Provided information →
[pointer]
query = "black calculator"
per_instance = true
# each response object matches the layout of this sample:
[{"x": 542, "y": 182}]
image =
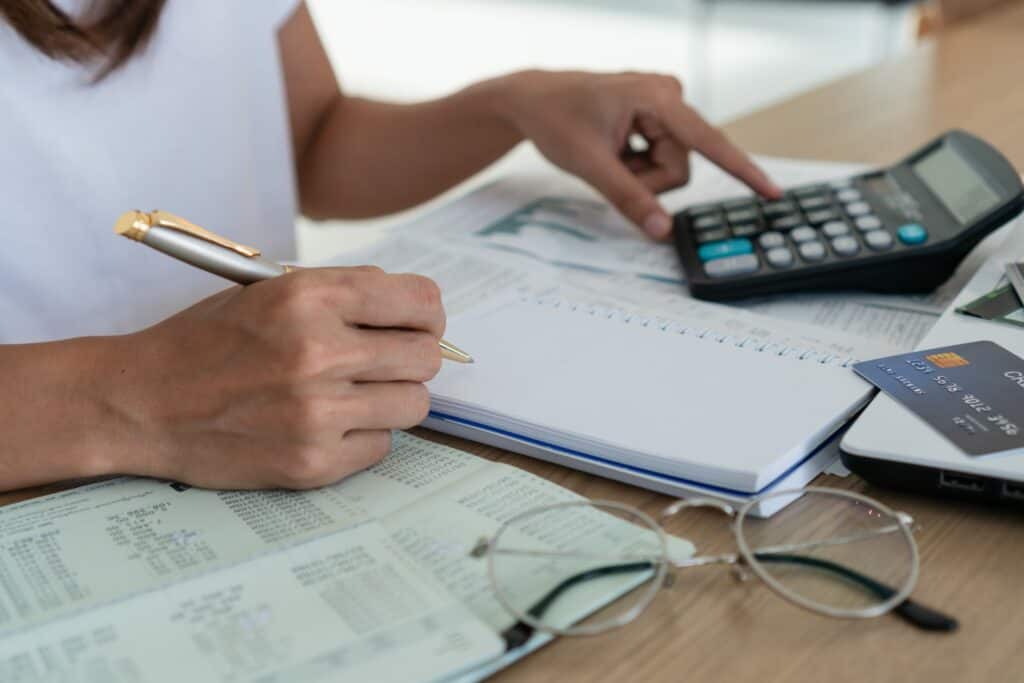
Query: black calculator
[{"x": 902, "y": 228}]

Your objective → Can you repeat all the records above with "calculator" swapped for "remote control" everywhere it occurs, changing nothing else and leaving out the pictures?

Response to this task →
[pointer]
query = "black remote control"
per_instance = true
# each response object matches the layout of this sample:
[{"x": 542, "y": 182}]
image =
Query: black remote control
[{"x": 902, "y": 228}]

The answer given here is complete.